» **EXERCISE TASK**
Can you reproduce every one of the records below word for word, with nothing left out or changed?

[Bounding box annotation entries]
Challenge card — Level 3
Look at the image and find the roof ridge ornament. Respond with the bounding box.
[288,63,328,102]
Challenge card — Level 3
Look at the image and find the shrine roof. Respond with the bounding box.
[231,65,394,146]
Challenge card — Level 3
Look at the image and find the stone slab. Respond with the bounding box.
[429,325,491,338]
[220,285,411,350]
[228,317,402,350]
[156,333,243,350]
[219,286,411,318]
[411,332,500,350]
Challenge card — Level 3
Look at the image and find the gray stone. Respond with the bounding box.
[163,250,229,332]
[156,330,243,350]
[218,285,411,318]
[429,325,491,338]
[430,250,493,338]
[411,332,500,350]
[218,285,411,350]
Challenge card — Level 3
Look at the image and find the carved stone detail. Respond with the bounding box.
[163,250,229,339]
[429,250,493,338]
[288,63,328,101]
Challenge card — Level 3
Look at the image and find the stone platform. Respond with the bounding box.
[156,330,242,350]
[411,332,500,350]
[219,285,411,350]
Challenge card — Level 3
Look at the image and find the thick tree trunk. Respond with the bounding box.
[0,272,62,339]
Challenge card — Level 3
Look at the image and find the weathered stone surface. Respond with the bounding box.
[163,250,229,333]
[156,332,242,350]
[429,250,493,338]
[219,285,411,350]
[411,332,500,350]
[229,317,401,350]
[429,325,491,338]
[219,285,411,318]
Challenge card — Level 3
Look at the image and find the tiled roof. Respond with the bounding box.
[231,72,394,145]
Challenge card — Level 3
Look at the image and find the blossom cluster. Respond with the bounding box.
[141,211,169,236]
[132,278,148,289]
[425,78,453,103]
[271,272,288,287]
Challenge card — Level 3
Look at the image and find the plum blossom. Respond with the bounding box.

» **SOLUTION FOR THIS PROBLEM**
Challenge card — Level 3
Look at the image and find the roof ridge ornament. Respond with the bounding box.
[288,63,328,102]
Challenge card — Level 3
Look at the image and find the shrine roof. Respond with the bounding box.
[231,65,394,146]
Challenge card — Level 3
Look at the image and find the stone slab. Respond with the bounding box.
[429,325,491,338]
[220,285,411,350]
[228,317,402,350]
[156,333,243,350]
[219,286,411,318]
[411,332,500,350]
Challenge card — Level 3
Look at the image and find the gray stone. Respond with the bounding box.
[163,250,229,332]
[156,330,243,350]
[218,285,411,318]
[429,325,491,338]
[430,250,493,338]
[411,332,500,350]
[218,285,411,350]
Challenge card — Level 3
Look at the image and find the carved stone detail. Respond with the bounding box.
[163,250,229,339]
[429,250,493,338]
[288,63,328,101]
Challenge card — Level 3
Look at the image and find the stone platform. Respond with the bounding box.
[156,330,242,350]
[411,332,500,350]
[219,285,411,350]
Challenge card — Level 3
Look at the image and find the thick tree trunk. Respond with the bounding box.
[0,272,62,339]
Challenge card — Level 3
Look at the image and find the weathered stone surface. Respond with the bounding box.
[163,250,229,333]
[156,332,242,350]
[429,250,493,338]
[219,285,411,350]
[411,332,500,350]
[229,317,401,350]
[429,325,491,338]
[219,285,411,318]
Challenge card — Level 3
Look at the image and find the tiled roof. Respond with the bounding box.
[231,72,394,145]
Challenge card — Level 3
Look at the image and find the blossom cluster. Respond with the bounding box.
[141,211,169,236]
[132,278,148,289]
[425,78,453,103]
[271,272,288,287]
Challenge card — Level 3
Look at the image and find the plum blossom. Respond with the bounding box.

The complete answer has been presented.